*Supplied data:*
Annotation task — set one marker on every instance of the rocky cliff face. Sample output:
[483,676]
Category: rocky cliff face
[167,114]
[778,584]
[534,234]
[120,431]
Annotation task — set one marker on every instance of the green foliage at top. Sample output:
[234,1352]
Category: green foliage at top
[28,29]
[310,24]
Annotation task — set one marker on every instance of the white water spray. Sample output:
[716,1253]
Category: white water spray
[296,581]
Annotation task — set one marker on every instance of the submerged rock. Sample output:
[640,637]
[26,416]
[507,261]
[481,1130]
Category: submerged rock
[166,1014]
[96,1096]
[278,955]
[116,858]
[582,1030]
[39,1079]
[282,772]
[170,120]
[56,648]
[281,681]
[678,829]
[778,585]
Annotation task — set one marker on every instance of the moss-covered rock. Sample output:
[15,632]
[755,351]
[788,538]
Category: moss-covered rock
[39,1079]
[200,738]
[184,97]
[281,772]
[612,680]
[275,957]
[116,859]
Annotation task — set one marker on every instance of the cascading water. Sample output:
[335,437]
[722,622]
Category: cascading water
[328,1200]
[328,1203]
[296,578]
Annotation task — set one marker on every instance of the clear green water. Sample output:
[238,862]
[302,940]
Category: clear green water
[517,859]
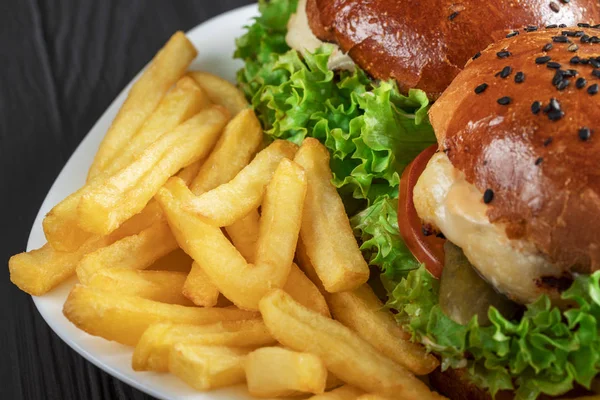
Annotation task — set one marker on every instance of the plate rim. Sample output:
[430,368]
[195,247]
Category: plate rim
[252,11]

---

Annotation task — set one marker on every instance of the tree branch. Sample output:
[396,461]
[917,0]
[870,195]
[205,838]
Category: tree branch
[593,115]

*Task instructions:* Every line above with the word "output" is to be copied out.

*Your solution:*
Annotation task — set one marker on every instance of the rocky cliff face. Sample output:
Annotation task — set one marker on every instance of the green foliage at top. Sample output:
Annotation task — set one marker on every instance of the white water spray. Sample output:
Annotation task — set one marker on every instance of the submerged rock. Sample output:
Annotation task — set one marker on every instance of the moss-covered rock. Sample output:
Annotation task — set one marker on every instance of the cascading water. Sample output:
Annotation task — set one marker on every instance of the clear green water. Sample output:
Annotation task — set one marker on every instance of the plate rim. Sample output:
Annotation task — set one marker on every instance of the tree branch. Sample output:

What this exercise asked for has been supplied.